----- Given data -----
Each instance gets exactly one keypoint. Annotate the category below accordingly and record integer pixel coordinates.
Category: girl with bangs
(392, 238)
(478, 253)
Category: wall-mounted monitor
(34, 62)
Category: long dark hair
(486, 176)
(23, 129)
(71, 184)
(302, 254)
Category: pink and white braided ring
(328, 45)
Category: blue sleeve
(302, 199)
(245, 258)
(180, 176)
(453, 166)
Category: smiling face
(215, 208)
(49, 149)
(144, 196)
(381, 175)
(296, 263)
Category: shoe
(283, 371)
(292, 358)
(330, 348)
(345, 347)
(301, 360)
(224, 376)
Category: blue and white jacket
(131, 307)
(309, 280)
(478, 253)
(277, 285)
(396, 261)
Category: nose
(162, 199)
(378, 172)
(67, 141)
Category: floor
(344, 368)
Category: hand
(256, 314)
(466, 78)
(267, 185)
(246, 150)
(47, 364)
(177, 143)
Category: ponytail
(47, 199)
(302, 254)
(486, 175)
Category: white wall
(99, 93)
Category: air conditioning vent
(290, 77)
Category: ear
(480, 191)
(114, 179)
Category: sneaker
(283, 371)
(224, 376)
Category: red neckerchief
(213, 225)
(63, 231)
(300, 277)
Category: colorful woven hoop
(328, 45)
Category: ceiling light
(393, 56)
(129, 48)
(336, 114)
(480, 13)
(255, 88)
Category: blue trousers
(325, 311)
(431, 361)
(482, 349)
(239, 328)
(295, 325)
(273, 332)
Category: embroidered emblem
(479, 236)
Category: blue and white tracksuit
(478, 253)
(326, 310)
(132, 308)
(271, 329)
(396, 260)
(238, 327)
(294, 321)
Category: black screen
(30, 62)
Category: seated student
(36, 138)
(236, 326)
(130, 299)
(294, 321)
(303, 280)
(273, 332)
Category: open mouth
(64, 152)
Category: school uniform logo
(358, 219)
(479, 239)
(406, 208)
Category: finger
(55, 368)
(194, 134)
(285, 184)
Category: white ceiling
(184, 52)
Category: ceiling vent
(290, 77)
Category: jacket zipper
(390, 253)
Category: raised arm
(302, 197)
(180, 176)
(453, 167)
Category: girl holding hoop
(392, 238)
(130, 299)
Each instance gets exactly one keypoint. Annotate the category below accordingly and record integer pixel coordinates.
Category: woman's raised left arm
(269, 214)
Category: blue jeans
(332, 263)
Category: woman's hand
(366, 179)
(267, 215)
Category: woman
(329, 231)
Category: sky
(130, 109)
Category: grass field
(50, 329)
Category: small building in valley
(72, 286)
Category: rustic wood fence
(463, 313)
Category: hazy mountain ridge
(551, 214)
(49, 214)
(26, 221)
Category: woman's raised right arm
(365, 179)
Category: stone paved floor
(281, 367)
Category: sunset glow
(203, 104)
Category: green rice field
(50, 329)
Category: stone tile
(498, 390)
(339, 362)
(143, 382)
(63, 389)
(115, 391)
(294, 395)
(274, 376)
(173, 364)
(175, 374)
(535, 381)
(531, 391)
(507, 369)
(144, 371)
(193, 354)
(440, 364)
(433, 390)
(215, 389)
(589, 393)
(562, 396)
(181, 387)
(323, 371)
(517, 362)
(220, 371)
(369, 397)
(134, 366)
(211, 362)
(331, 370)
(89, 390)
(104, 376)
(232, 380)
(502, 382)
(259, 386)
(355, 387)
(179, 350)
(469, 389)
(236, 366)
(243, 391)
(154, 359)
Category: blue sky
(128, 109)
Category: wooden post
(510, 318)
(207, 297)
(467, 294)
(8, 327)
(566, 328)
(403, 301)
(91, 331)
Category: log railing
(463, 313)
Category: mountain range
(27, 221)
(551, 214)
-----
_How to complete this task_. Could you reproduce every record above exactly as it appears?

_Solution to this problem_.
Each instance gets exactly one keypoint. Annotate the category below accordingly and record integer pixel coordinates.
Category: girl with bangs
(392, 238)
(478, 253)
Category: wall-mounted monitor
(34, 62)
Category: long dark hair
(486, 176)
(23, 129)
(71, 184)
(302, 254)
Category: pink and white braided ring
(328, 45)
Category: blue sleeve
(302, 199)
(245, 258)
(180, 176)
(453, 166)
Category: smiling face
(215, 208)
(49, 149)
(144, 196)
(381, 175)
(296, 263)
Category: shoe
(283, 371)
(292, 358)
(330, 348)
(345, 347)
(301, 360)
(224, 376)
Category: blue and white jacket
(131, 307)
(309, 280)
(478, 253)
(277, 285)
(396, 261)
Category: nose
(162, 199)
(378, 172)
(67, 141)
Category: floor
(344, 368)
Category: hand
(256, 314)
(466, 78)
(267, 185)
(246, 150)
(47, 364)
(177, 143)
Category: ponytail
(47, 199)
(302, 254)
(486, 175)
Category: white wall
(99, 93)
Category: air conditioning vent
(290, 77)
Category: ear
(480, 191)
(114, 179)
Category: sneaker
(283, 371)
(224, 376)
Category: red neckerchief
(213, 225)
(63, 231)
(300, 277)
Category: colorful woven hoop
(328, 45)
Category: ceiling light
(393, 56)
(129, 48)
(336, 114)
(480, 13)
(255, 88)
Category: blue trousers
(325, 311)
(431, 361)
(482, 349)
(239, 328)
(295, 325)
(273, 332)
Category: embroidered emblem
(479, 236)
Category: blue and white tracksuit
(478, 253)
(326, 310)
(132, 308)
(271, 329)
(396, 260)
(238, 327)
(294, 321)
Category: black screen
(30, 62)
Category: seated student
(36, 138)
(236, 326)
(130, 299)
(294, 321)
(303, 280)
(273, 332)
Category: open mouth
(64, 152)
Category: school uniform logo
(358, 219)
(479, 239)
(406, 208)
Category: finger
(55, 368)
(194, 134)
(285, 184)
Category: white ceiling
(184, 52)
Category: ceiling vent
(290, 77)
Category: jacket zipper
(390, 253)
Category: raised arm
(302, 197)
(180, 176)
(453, 167)
Category: girl holding hoop
(392, 238)
(130, 299)
Each instance gets exactly one keypoint. Annotate the category below accordingly and record integer pixel coordinates.
Category: woman's raised left arm
(269, 214)
Category: blue jeans
(332, 263)
Category: woman's hand
(366, 179)
(267, 215)
Category: woman
(329, 231)
Category: sky
(130, 109)
Category: grass field
(50, 329)
Category: small building in valley
(72, 286)
Category: rustic wood fence
(463, 313)
Category: hazy mountain ridge
(551, 214)
(49, 214)
(26, 221)
Category: woman's raised right arm
(365, 179)
Category: stone paved floor
(281, 367)
Category: sunset glow
(203, 104)
Category: green rice field
(50, 329)
Category: stone tile
(498, 390)
(339, 362)
(143, 382)
(63, 389)
(115, 391)
(294, 395)
(274, 376)
(173, 364)
(175, 374)
(535, 381)
(531, 391)
(507, 369)
(144, 371)
(193, 354)
(440, 364)
(433, 390)
(215, 389)
(589, 393)
(562, 396)
(181, 387)
(323, 371)
(517, 362)
(220, 371)
(369, 397)
(134, 366)
(211, 362)
(331, 370)
(89, 390)
(104, 376)
(232, 380)
(502, 382)
(259, 386)
(355, 387)
(179, 350)
(469, 389)
(236, 366)
(243, 391)
(154, 359)
Category: blue sky
(128, 109)
Category: wooden post
(510, 318)
(207, 297)
(467, 294)
(8, 327)
(566, 328)
(403, 301)
(91, 331)
Category: log railing
(463, 313)
Category: mountain range
(27, 221)
(551, 214)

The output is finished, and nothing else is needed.